EXCERTO SELECIONADO:
Dizem que a nova fábrica vai produzir cerveja também à base de milho de mais de mil agricultores de Catandica, distrito de Barué, em Manica. Em Nampula tem a Impala que também compra dos camponeses. Isso é muito bom (juro!). Mas temos para comer?
- Co'licença!
Com a aproximação do ciclone que paira sobre a região da Beira e que se vai estender território acima até à fronteira com o Zimbabwe, o Governo decretou um “alerta vermelho”. Isto significa que, devido à força devastadora que este temporal traz, aguardam-se vítimas humanas e destruição de infra-estruturas (habitações, escolas, armazéns, culturas etc ). De acordo com a Ministra da Administração Estatal, Carmelita Namashulua, o “alerta vermelho” serve para desencadear medidas de emergência para retirar as pessoas que vivem em áreas de risco e a mobilização de 18 milhões de Dólares para operações de ajuda humanitária.
A declaração deste alerta aconteceu na terça-feira mas de lá até aqui pouco se viu de acções de prevenção. As televisões (sobretudo a TVM) não estão a ser usadas para mobilizar a sociedade para a gravidade do problema. Não há evidências de acções de prevenção e parece que o dinheiro mobilizado vai apenas ser usado, sempre com desvios à mistura, a posteriori. Infelizmente, este é um quadro recorrente em Moçambique. Ao invés de se evitar a ferida, as autoridades preferem que ele aconteça para usá-la depois como um instrumento de mobilização de fundos, boa parte dos quais acaba nos bolsos sem fundos de meia duzia de chefes. Ou seja, o alerta vermelho não é accionado para se fazer a prevenção mas sim como um mecanismo de financiamento das redes de acumulação instaladas nos circuitos mais obscuros do sector de emergência em Moçambique.

PERGUNTAS A RESPONDER:
1. Enumere as infra-estruturas que, segundo o excerto selecionado, podem ser destruídas pelo temporal. Use a lista que aparece entre parênteses.
2. Responda a estas perguntas com base no excerto selecionado:
(a) Quantos agricultores de Catandica vão fornecer milho à nova fábrica de cerveja?
(b) Qual é o nome da Ministra da Administração Estatal citada?
(c) Em que dia da semana foi declarado o alerta?
3. Prossiga o texto sobre o alerta vermelho em Moçambique a partir da última frase apresentada.

(Dados de expressões referenciais)

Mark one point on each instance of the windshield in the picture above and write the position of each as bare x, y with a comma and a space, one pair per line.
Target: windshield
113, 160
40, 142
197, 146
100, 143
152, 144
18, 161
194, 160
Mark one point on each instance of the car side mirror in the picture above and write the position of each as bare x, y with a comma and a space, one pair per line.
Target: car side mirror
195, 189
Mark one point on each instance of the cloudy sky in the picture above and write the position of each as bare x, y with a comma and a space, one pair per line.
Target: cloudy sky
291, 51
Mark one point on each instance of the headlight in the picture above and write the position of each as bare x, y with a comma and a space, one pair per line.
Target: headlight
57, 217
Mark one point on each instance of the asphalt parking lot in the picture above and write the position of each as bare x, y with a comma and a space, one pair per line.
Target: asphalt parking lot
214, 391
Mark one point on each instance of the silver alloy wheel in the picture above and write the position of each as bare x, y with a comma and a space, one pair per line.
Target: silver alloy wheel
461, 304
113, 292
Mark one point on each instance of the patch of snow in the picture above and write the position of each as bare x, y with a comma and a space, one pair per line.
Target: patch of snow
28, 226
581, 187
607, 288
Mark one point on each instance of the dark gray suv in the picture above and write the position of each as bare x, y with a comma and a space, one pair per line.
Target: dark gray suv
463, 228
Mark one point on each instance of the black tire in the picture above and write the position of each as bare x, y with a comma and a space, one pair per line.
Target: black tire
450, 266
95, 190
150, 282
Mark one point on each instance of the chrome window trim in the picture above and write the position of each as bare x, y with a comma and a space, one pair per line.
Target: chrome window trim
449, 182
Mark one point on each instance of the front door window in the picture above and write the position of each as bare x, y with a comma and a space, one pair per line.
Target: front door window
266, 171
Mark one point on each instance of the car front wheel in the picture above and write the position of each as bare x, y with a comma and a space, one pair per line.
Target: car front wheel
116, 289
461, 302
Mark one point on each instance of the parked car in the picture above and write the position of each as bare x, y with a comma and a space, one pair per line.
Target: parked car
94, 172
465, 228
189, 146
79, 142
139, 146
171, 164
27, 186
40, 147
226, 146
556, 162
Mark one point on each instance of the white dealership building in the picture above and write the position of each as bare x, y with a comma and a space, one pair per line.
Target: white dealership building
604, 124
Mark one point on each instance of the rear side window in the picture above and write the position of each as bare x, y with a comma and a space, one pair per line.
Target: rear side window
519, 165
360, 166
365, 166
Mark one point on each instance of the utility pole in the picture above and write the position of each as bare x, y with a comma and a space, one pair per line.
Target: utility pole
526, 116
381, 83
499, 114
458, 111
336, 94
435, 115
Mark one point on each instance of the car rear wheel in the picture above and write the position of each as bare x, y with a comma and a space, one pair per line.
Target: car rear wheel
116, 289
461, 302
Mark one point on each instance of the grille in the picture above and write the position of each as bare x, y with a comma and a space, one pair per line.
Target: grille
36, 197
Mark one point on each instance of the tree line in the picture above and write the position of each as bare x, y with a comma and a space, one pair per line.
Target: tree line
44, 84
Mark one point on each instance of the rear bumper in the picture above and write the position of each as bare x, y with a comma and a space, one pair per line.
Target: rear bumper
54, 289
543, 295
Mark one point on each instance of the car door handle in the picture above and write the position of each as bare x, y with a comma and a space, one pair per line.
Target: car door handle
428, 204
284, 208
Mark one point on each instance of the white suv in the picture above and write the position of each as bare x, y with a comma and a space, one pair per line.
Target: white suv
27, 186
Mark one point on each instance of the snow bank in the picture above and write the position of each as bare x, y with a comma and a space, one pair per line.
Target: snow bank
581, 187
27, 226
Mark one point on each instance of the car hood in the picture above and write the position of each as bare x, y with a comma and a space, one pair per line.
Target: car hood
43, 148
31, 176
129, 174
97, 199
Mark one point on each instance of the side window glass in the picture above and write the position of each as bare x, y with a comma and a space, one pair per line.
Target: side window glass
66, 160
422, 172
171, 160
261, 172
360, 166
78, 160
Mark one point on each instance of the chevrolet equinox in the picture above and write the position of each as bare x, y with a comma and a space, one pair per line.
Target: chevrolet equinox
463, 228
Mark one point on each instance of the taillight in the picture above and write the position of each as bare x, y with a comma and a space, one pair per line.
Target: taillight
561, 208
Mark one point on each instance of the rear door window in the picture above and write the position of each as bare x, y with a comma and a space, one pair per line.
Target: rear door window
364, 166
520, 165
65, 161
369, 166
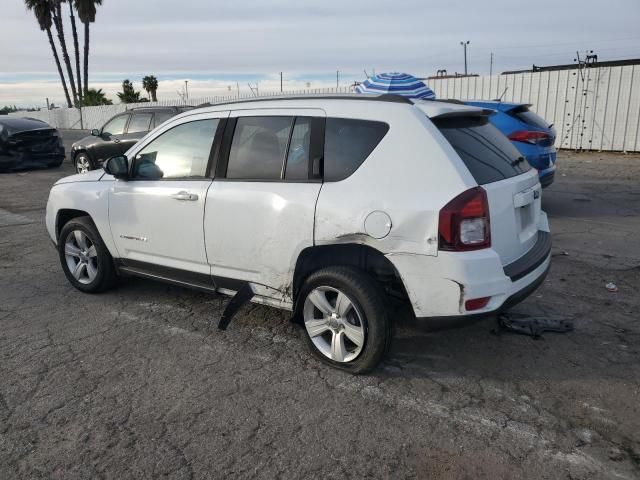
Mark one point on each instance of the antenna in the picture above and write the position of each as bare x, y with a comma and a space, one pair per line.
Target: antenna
505, 91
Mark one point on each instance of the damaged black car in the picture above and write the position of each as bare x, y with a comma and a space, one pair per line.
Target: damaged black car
27, 143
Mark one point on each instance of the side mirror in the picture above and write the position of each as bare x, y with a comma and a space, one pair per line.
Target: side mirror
118, 167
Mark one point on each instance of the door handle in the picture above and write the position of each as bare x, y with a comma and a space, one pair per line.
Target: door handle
185, 196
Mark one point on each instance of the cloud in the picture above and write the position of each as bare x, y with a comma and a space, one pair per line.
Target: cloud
257, 39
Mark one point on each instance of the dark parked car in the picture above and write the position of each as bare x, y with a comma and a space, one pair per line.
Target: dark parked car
118, 135
27, 142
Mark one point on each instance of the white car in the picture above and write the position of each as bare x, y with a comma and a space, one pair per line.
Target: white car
325, 206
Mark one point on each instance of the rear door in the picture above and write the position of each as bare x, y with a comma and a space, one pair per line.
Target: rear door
261, 206
512, 187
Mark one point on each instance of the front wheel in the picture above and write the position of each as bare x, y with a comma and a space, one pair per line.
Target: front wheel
85, 259
83, 163
345, 318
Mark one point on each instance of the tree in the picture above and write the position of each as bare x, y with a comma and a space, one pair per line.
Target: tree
129, 94
43, 12
76, 48
8, 109
93, 97
150, 84
87, 14
56, 13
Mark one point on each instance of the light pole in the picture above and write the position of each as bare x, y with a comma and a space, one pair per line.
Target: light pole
464, 45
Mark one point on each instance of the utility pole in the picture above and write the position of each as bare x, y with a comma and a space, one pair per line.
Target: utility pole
464, 45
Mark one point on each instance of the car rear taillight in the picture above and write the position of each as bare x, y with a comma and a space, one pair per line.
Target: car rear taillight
464, 222
529, 136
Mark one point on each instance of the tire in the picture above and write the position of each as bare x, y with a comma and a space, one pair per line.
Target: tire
56, 164
80, 243
355, 314
83, 163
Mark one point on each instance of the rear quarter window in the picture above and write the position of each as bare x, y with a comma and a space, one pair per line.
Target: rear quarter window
348, 143
487, 153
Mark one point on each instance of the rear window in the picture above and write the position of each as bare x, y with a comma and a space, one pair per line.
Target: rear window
487, 153
347, 144
527, 116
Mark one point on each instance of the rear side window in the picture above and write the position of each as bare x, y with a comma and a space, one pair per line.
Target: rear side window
487, 153
348, 143
527, 116
139, 122
258, 148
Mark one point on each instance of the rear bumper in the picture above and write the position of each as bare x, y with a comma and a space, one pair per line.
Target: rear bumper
438, 287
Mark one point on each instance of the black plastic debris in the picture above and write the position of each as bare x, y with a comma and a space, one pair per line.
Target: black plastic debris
241, 298
534, 326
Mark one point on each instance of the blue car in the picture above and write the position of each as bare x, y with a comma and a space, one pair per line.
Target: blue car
529, 133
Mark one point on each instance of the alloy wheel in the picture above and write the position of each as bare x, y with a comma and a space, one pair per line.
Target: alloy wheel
81, 256
334, 324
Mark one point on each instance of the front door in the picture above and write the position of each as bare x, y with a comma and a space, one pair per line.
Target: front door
156, 217
261, 206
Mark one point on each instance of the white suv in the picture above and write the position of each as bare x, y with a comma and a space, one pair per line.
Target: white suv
325, 206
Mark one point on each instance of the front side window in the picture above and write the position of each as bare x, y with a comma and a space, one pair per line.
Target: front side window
348, 143
139, 122
258, 148
115, 126
182, 152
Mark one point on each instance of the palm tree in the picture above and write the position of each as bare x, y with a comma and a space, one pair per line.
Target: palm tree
74, 31
87, 14
56, 13
93, 97
42, 12
129, 94
150, 84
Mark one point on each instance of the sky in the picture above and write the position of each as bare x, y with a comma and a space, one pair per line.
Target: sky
222, 46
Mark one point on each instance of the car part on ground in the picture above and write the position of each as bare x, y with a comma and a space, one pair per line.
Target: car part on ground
29, 143
324, 206
534, 326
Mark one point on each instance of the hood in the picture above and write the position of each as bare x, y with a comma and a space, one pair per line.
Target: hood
13, 125
92, 176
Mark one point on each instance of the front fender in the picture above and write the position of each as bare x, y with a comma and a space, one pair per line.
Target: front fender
91, 197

RESPOSTAS POR TAREFA:
1. habitações, escolas, armazéns, culturas

2.
(a) Mais de mil agricultores.
(b) Carmelita Namashulua.
(c) Na terça-feira.

3.
No caso concreto da aproximação do ciclone IDAI não há evidências de que entidades municipais da Beira e Dondo, mas sobretudo o INGC e os governos distritais, estejam já a executar um plano preventivo para evitar a catástrofe que se avizinha a grande velocidade e que vai "bater" na Beira no início desta noite. Os hospitais e centros de saúde estão preparados para não terem falta de água e energia e pessoal em prontidão? Já foram identificados edifícios robustos (igrejas, escolas, o Pavilhão do Ferroviário, mesmo o aeroporto, etc ) para recolher pessoas das zonas mais vulneráveis e colocá-las onde haja condições minímas de sanidade (água, colchões, brinquedos para crianças, pesssoal para-médico)?
Quais serão os momentos de maior fustigação do ciclone - por exemplo: chuva intensa combinada com maré-cheia; zonas que as pessoas devem evitar circular; estradas que vão ser utilizadas para apoio de emergência (bombeiros, INGC) e que devem ser deixadas livres por outros condutores? Que precauções para evitar inundações caseiras? Há aconselhamentos para se cortem ramos de árvores que estejam sobre habitações e fios de energia eléctrica, etc?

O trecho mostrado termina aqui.